Task> In the NVTabular passage below, reproduce verbatim everything from "Core features of" down to "used with [Dask](https://www.dask.org/)".

Page extract>
Core features of NVTabular include:
* Easily process data by leveraging built-in or custom operators specifically designed for machine learning algorithms
* Computations are carried out on the GPU with best practices baked into the library, allowing us to realize significant acceleration
* Provide higher-level API to greatly simplify code complexity while still providing the same level of performance
* Work on arbitrarily large datasets when used with [Dask](https://www.dask.org/)
* Minimize the number of passes through the data with [Lazy execution](https://en.wikipedia.org/wiki/Lazy_evaluation)
In doing so, NVTabular helps data scientists and machine learning engineers to:
* Process datasets that exceed GPU and CPU memory without having to worry about scale
* Focus on what to do with the data and not how to do it by using abstraction at the operation level
* Prepare datasets quickly and easily for experimentation so that more models can be trained
Data science can be an iterative process that requires extensive repeated experimentation. The ability to perform feature engineering and preprocessing quickly translates into faster iteration cycles, which can help us to arrive at an optimal solution.

Information supplied>

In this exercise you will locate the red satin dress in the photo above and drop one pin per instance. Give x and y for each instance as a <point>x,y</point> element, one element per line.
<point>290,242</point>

Task output>
Core features of NVTabular include:
* Easily process data by leveraging built-in or custom operators specifically designed for machine learning algorithms
* Computations are carried out on the GPU with best practices baked into the library, allowing us to realize significant acceleration
* Provide higher-level API to greatly simplify code complexity while still providing the same level of performance
* Work on arbitrarily large datasets when used with [Dask](https://www.dask.org/)